(Source data)
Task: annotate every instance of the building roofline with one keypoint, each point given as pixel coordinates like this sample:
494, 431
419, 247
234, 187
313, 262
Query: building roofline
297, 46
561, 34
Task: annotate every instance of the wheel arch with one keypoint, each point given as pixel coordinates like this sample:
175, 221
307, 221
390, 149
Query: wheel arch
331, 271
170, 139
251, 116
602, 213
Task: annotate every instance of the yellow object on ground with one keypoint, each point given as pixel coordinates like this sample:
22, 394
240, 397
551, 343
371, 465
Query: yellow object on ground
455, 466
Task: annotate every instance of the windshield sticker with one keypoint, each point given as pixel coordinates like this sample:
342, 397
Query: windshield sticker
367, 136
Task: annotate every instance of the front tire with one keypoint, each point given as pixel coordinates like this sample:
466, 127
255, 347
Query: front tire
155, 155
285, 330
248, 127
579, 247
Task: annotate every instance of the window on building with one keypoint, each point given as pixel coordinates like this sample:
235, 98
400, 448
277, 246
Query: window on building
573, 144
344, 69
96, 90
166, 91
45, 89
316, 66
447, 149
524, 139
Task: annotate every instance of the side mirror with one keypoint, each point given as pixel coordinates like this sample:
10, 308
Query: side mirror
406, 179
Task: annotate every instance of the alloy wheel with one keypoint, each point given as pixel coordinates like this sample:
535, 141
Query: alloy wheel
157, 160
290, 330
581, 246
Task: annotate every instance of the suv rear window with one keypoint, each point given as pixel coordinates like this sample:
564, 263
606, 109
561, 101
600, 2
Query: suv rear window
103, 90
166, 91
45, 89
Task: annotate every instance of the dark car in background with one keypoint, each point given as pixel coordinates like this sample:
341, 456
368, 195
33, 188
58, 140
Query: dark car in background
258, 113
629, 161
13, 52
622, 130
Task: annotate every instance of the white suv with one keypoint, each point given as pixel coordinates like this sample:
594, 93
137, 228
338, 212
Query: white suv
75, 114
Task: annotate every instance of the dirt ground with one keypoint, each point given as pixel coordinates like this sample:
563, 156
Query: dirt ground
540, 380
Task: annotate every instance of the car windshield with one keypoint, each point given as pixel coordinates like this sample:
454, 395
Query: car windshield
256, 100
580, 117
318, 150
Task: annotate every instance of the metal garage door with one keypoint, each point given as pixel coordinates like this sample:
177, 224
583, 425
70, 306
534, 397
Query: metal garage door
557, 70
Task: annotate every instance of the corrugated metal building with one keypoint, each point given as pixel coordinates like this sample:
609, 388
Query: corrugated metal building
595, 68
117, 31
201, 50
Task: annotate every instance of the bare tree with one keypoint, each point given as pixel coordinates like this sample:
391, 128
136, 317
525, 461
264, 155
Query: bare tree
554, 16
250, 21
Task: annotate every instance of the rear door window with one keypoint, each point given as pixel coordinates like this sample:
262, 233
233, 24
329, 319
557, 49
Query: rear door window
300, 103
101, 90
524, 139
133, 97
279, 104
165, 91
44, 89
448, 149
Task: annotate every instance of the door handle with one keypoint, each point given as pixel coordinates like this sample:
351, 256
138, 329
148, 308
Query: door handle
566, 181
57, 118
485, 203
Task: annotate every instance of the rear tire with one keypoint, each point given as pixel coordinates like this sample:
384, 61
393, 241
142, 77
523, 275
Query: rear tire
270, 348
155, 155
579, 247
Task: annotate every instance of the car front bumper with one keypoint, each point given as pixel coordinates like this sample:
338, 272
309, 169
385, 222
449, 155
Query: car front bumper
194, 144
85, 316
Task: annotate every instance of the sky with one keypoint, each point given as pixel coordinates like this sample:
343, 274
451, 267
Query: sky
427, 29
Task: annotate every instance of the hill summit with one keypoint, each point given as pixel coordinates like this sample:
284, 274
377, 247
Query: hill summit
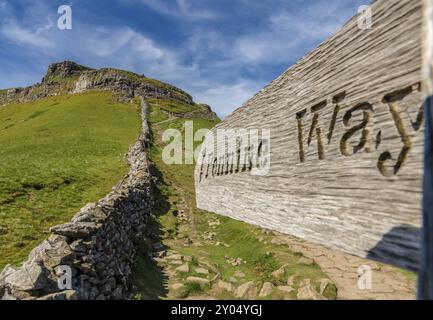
68, 77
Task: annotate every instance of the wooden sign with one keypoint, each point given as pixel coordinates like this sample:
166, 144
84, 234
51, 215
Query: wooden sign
332, 150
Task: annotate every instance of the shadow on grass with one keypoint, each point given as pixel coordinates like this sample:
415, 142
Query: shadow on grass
149, 280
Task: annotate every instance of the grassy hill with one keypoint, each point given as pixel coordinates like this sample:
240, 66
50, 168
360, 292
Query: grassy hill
230, 251
60, 150
56, 155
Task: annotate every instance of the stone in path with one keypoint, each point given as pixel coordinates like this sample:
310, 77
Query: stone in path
247, 291
266, 290
198, 280
389, 283
307, 292
183, 268
177, 286
226, 286
285, 289
202, 271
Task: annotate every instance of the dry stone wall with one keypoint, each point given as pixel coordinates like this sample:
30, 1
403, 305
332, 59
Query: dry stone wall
91, 256
345, 144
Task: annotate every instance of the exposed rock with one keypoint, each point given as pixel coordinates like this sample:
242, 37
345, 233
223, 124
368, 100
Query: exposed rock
64, 295
174, 257
29, 277
307, 292
75, 230
198, 280
266, 290
183, 268
225, 286
280, 272
247, 291
202, 271
305, 261
97, 249
285, 289
177, 286
324, 284
291, 280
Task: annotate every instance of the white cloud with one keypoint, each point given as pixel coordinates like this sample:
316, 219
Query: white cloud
210, 64
184, 9
19, 34
224, 98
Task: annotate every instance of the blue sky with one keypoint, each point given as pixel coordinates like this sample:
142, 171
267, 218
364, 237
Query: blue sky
220, 51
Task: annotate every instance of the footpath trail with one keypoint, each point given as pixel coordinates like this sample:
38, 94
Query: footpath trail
192, 254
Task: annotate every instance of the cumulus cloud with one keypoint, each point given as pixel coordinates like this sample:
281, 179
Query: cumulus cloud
220, 64
184, 9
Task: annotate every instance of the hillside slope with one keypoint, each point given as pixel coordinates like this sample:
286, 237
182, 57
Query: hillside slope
62, 144
57, 154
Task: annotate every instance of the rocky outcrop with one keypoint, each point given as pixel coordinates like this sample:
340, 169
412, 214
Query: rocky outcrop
91, 256
64, 70
70, 77
128, 85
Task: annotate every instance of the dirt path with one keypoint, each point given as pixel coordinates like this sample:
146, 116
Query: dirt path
388, 283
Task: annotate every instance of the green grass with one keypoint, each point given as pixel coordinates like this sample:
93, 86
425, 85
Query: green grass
56, 155
176, 184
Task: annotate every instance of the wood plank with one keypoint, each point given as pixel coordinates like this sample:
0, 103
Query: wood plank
346, 143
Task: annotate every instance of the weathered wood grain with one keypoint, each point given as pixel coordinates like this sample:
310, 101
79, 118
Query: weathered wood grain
346, 143
425, 280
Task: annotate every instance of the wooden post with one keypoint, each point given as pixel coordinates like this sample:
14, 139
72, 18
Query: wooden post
425, 281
(End Source data)
▶ _Your objective_
An exact copy of the material is required, minus the pictures.

▶ _Task result_
Task: annotate every instance of the building roofline with one keypoint, each point given as pixel coordinates like this sample:
494, 431
419, 247
234, 187
313, 262
Query: building roofline
297, 46
561, 34
Task: annotate every instance of the wheel arch with one keypoint, each point given as pixel coordinates like this sample:
175, 221
307, 221
390, 149
Query: wheel arch
331, 271
170, 139
251, 116
602, 213
Task: annotate every instance of the yellow object on ground with one keypoint, each point given as pixel coordinates like this sample:
22, 394
240, 397
551, 343
371, 465
Query: yellow object on ground
455, 466
Task: annotate every instance of the windshield sticker with one keypoint, each point given as pixel coordinates like this sample:
342, 397
Query: windshield sticker
367, 136
Task: annotate every instance of the front tire with one keypoint, each point given as pixel coordinates like this sample:
466, 127
255, 347
Query: front tire
155, 155
285, 330
248, 127
579, 247
Task: annotate every instance of the window on building with one keypoint, each point given as pixel coordinates like this sample:
235, 98
400, 448
277, 246
Query: window on building
573, 144
344, 69
96, 90
166, 91
45, 89
316, 66
447, 149
524, 139
Task: annotate every instance of the side mirror with one keypoint, each point given as pixel coordinates like this sample:
10, 308
Query: side mirror
406, 179
Task: annotate every instance of the alloy wheel with one keypoint, each point given as pixel coordinates like this sample:
535, 141
Query: alloy wheel
157, 160
290, 330
581, 246
Task: annotate every instance of the suv rear window with one keypoint, each point given as pixel coordinates like this sample:
564, 263
606, 109
561, 101
600, 2
Query: suv rear window
103, 90
166, 91
45, 89
Task: annotate every instance of the dark car in background with one keypoint, each point given as pixel coordinates like this sample:
341, 456
368, 195
33, 188
58, 140
Query: dark car in background
258, 113
629, 161
13, 52
622, 130
Task: annotate every instance of the white suv with one keypoint, each point given as pixel coordinates like this sample:
594, 93
137, 228
338, 212
Query: white suv
75, 114
Task: annotate every instance of the dirt ground with one keypoint, each point given as pixel coordinates like this sample:
563, 156
Query: dirt ground
540, 380
Task: annotate every instance of the car windshield with one keypoint, each point given as pixel coordinates like this sample:
454, 395
Query: car windshield
256, 100
580, 117
318, 150
Task: annotate every instance of the metal garage door with one keypoint, each point given as pixel coordinates like this sample:
177, 224
583, 425
70, 306
534, 397
Query: metal garage door
557, 70
Task: annotate every instance of the corrugated metal building with one keypoint, each point given as pixel coordinates like this sample:
609, 388
Query: corrugated metal building
595, 68
117, 31
201, 50
Task: annotate every instance of the bare tree with one keypoint, each point given as pixel coordinates like this sample:
391, 128
136, 317
525, 461
264, 155
Query: bare tree
554, 16
250, 21
Task: annotate every instance of the rear door window with one keypoint, each point given as pixel coordinates like this sample:
262, 233
233, 24
329, 319
557, 49
Query: rear door window
300, 103
101, 90
524, 139
133, 97
279, 104
165, 91
44, 89
448, 149
Task: annotate every instance of the door handle with one keypoint, each point given as pixel coordinates like this sample:
351, 256
138, 329
148, 308
Query: door handle
566, 181
57, 118
485, 203
Task: annotate every instance of the rear tire with one keypoint, each point given as pixel coordinates like this sample:
384, 61
393, 241
142, 77
523, 275
Query: rear tire
270, 348
155, 155
579, 247
Task: annotate every instance of the car front bumper with one keypoint, each point given as pixel coordinates like this sample:
338, 272
309, 169
385, 222
449, 155
Query: car front bumper
194, 144
85, 316
Task: annotate every instance of the sky with one keypoint, each point given as pixel coordinates like this sample:
343, 274
451, 267
Query: sky
427, 29
Task: annotate every instance of the hill summit with one keypoint, each point given as pixel coordinates like this sample:
284, 274
377, 247
Query: hill summit
68, 77
Task: annotate every instance of the wooden sign with one keypoint, each point given as pixel coordinates like this sample:
166, 144
84, 234
51, 215
Query: wooden sign
332, 150
Task: annotate every instance of the shadow on grass with one keypoint, each point given as pixel coordinates like this sample:
415, 142
Query: shadow on grass
149, 280
Task: annotate every instance of the grassy hill with one keypoint, each point given as pixel coordinates like this sample:
240, 66
50, 168
360, 292
Query: grassy hill
230, 251
60, 150
56, 155
Task: annotate every instance of the stone in path with one keypoint, each point given as pixel coordinates like this sample:
310, 77
Query: stone in path
247, 291
266, 290
198, 280
389, 283
307, 292
183, 268
177, 286
226, 286
285, 289
202, 271
Task: annotate every instance of the dry stone wall with one keypoint, each point given as pixel coordinates like this sample:
30, 1
403, 305
332, 59
Query: dry stone wall
91, 256
345, 144
Task: annotate every instance of the exposed rock with one keypoint, each point given as pixel coordinates like this sample:
242, 37
345, 233
223, 124
368, 100
Query: exposed rock
64, 295
174, 257
29, 277
307, 292
75, 230
198, 280
266, 290
183, 268
225, 286
280, 272
247, 291
202, 271
305, 261
97, 249
285, 289
177, 286
324, 284
291, 280
Task: annotate every instance of the white cloud with one keypoint, each point given as pixel coordinates like this sample:
316, 219
Query: white cloud
210, 64
184, 9
19, 34
224, 98
Task: annotate every instance of the blue sky with one keypoint, each point given as pixel coordinates like this sample:
142, 171
267, 218
364, 237
Query: blue sky
220, 51
Task: annotate every instance of the footpath trail with one keypoint, each point given as pixel coordinates like this sample:
38, 94
Query: footpath trail
192, 254
Task: annotate every instance of the cumulus cloud with one keypoint, each point given as pixel coordinates like this sample:
281, 179
Query: cumulus cloud
220, 64
184, 9
Task: annotate every instance of the hillside slope with one keypoint, each point given as pixel coordinates like this sample:
286, 237
182, 57
Query: hillside slope
62, 144
57, 154
Task: annotate every instance of the rocky outcrop with one keypoint, each point given as pixel coordinates like this sample:
340, 169
412, 214
Query: rocky outcrop
91, 256
64, 70
70, 77
128, 85
Task: annotate every instance of the dirt path with one keypoint, each point given as pixel coordinates like this sample:
146, 116
Query: dirt path
388, 283
Task: annotate every instance of the green grass with one keypoint, each point given as pixel coordinates like this sample:
93, 86
425, 85
Query: green grass
56, 155
176, 184
Task: annotate every instance of the wood plank with one keypoint, each point given as pixel coordinates like this sample:
0, 103
Query: wood plank
346, 143
Task: annotate every instance of the weathered wood grain with one keypoint, each point given as pixel coordinates like this sample:
310, 101
79, 118
Query: weathered wood grain
346, 143
425, 280
Task: annotate every instance of the wooden post with one keypoint, each point given as pixel coordinates like this sample:
14, 139
72, 18
Query: wooden post
425, 281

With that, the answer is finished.